__What needs to be done__
Answer these questions from the article below on Brunei's Numeracy Programme:
1. At which school was the National Seminar and Workshop on Numeracy 2016 held?
2. In what year was the Numeracy Resource Package adopted?
3. How many participants attended the event?

__Excerpt__
※ ※ ※

‘Programme right approach but can be improved’

National 2 minutes, 17 seconds


THE Numeracy Programme in Brunei has been a step in right direction but more can be done to improve its effectiveness, said a lead educational psychologist from Singapore’s Ministry of Education.

Dr Fiona Cheam said during an interview on the sidelines of the National Seminar and Workshop on Numeracy 2016 held at Rimba II Primary School that Brunei’s decision to design the programme to be “child centre” based on the specific needs of the students was the right approach and the tools used to identify and assess these students were good.

“I think there are many things that are right about it. First of all, there’s a very systematic identification of children who need support,” said Dr Cheam.

“They have diagnostics tests that help teachers figure out what the child already knows and therefore what to teach next. There are (also) objective tests and clear criteria of who will be receiving the support and that is very important because it’s about efficient resource allocation,” she added.

The area that Dr Cheam said needed improvement is the operational aspect. One example that she gave was the need to adjust the Numeracy Literacy Package to reflect the new syllables as well as to identify and improve the teachers’ capabilities in using the package provided.

“Everything that they have is important but what really matters is what happens in the classroom,” said Dr Cheam.

During the event Dr Cheam gave a keynote address titled “Using Evidence-Based Approaches to Improve Mathematics Achievement”.

One of the topics, she discussed during her address was the importance of teaching mathematics conceptually rather than procedurally.

“For example, the idea behind division is sharing into equal parts. So if you teach division as a concept such as sharing $420 among three people. Children will understand (the purpose) and then the procedure makes sense. Otherwise, they would have to learn the steps by heart and it’s very hard to learn it by heart because it doesn’t make sense to them,” said Dr Cheam during the interview.

The Numeracy Resource Package which was adopted in 2015 serves as a complete reference material for Special Education Needs Assistance (SENA) teachers. It contains a worksheet for evaluation and continuous training including 30 basic mathematical skills.

The National Seminar and Workshop on Numeracy 2016 was organised by the Special Education Unit (SEU), Ministry of Education (MoE) with the aim to increase the knowledge and awareness of students who are struggling to master basic numeracy skills.

The event themed “strengthen the teaching and learning of basic numeracy” was attended by more than 400 participants including school leaders, officers from various departments within MoE, Special Education Needs Assistance (SENA) teachers and Learning Support Teachers (LST) attended the event.

※ ※ ※

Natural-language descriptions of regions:
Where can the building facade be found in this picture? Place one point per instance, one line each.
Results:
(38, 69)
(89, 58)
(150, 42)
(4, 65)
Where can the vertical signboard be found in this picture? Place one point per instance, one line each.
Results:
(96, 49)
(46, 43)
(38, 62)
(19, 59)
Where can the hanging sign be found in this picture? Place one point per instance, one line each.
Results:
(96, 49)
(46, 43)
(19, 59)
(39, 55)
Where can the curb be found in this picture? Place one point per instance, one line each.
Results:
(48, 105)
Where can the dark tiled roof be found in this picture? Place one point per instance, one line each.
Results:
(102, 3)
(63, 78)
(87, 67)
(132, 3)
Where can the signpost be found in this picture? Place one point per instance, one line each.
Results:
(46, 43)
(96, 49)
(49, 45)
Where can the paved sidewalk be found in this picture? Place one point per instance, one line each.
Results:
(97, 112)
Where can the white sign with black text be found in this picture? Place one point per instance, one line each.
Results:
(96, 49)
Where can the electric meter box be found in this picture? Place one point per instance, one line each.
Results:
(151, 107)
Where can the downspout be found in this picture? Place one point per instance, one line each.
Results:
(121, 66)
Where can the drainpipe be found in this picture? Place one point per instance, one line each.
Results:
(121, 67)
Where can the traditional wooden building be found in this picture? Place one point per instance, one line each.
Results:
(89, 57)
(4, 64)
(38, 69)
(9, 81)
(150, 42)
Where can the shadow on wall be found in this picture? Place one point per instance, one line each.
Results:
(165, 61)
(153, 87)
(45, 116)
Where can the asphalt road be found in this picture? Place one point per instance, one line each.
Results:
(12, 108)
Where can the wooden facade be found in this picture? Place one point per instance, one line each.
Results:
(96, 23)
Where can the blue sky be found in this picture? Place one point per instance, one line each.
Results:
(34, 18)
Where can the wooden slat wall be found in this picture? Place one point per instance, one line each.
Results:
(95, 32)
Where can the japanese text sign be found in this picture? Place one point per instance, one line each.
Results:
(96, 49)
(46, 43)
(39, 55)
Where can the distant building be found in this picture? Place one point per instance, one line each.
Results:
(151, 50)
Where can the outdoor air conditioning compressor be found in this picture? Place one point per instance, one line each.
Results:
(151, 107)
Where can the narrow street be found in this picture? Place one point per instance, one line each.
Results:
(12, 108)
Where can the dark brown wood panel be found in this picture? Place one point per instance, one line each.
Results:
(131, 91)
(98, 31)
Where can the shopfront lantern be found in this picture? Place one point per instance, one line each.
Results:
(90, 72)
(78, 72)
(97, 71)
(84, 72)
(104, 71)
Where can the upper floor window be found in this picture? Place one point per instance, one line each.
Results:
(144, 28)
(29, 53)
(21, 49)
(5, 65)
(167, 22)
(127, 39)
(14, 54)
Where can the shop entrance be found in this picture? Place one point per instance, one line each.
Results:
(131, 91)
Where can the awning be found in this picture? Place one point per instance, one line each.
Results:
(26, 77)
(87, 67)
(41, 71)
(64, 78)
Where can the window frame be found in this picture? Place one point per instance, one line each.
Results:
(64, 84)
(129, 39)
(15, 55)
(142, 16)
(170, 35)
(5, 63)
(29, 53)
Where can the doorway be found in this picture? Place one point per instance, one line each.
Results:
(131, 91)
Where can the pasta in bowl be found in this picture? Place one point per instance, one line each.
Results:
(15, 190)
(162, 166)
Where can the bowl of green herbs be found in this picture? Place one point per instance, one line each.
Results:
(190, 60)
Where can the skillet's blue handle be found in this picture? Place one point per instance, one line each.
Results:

※ ※ ※

__Task response__
1. Rimba II Primary School
2. 2015
3. More than 400